**** Selected text ****

Share your dilemmas and get honest opinions from other Mumsnetters.

OH lost his job TWO MONTHS AGO, only fessed UP EARLIER THIS WEEK

132 replies

Notgrumpyjustquiet · 14/03/2015 20:25

I'm ruddy furious terrified utterly bewildered. He had been pretending to go to work every day but job hunting/ networking etc all this time but found nothing. We've got no buffer and if he doesn't find something in the next few weeks we'll be paying the mortgage on MY credit card. Why didn't he just tell me? I could have been supportive, not spent all that money on stuff for the house which just so could have waited. He just carried on regardless, let's go to the pub, theatre tickets, takeaways, all of it. I had ABSOLUTELY NO IDEA. In all fairness he said he hasn't told any of his friends, family etc either, not even the ones who work or have contacts in a similar line of business who might, you know, be able to help him. Is this just male pride gone mad? I feel like I'm in a drama serial!

OP posts:
hestialou · 15/03/2015 07:23

Sort out the mortgage holiday first, it's easier to restructure before a missed payment than afterwards, then get to bottom of what hubbys been doing. Because he should have had formal warning if wasn't gross misconduct.

Capricorn76 · 15/03/2015 08:48

OP if you don't have a job please get on the case now and get one for two reasons.

  1. You can no longer trust him and need financial security.
  2. It may take him ages to find a job especially if he's in a small industry and word get around he's done something bad (that's if he has).

**** Provided data ****

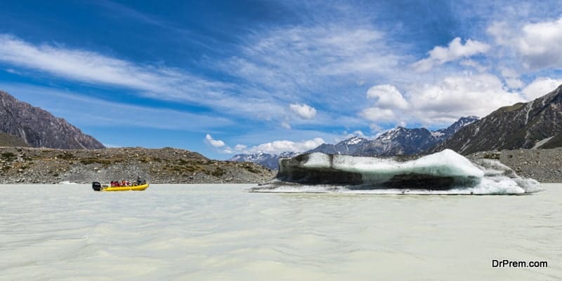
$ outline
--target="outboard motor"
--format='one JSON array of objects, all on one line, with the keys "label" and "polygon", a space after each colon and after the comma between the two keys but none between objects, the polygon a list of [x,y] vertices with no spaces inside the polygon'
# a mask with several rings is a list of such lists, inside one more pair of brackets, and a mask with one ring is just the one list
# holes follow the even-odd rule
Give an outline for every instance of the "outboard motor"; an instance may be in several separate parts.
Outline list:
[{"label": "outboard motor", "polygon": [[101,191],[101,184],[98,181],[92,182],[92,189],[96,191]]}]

****

Transcribe the forum thread about the hidden job loss word for word, from its first line to its last.

Share your dilemmas and get honest opinions from other Mumsnetters.

OH lost his job TWO MONTHS AGO, only fessed UP EARLIER THIS WEEK

132 replies

Notgrumpyjustquiet · 14/03/2015 20:25

I'm ruddy furious terrified utterly bewildered. He had been pretending to go to work every day but job hunting/ networking etc all this time but found nothing. We've got no buffer and if he doesn't find something in the next few weeks we'll be paying the mortgage on MY credit card. Why didn't he just tell me? I could have been supportive, not spent all that money on stuff for the house which just so could have waited. He just carried on regardless, let's go to the pub, theatre tickets, takeaways, all of it. I had ABSOLUTELY NO IDEA. In all fairness he said he hasn't told any of his friends, family etc either, not even the ones who work or have contacts in a similar line of business who might, you know, be able to help him. Is this just male pride gone mad? I feel like I'm in a drama serial!

OP posts:
hestialou · 15/03/2015 07:23

Sort out the mortgage holiday first, it's easier to restructure before a missed payment than afterwards, then get to bottom of what hubbys been doing. Because he should have had formal warning if wasn't gross misconduct.

Capricorn76 · 15/03/2015 08:48

OP if you don't have a job please get on the case now and get one for two reasons.

  1. You can no longer trust him and need financial security.
  2. It may take him ages to find a job especially if he's in a small industry and word get around he's done something bad (that's if he has).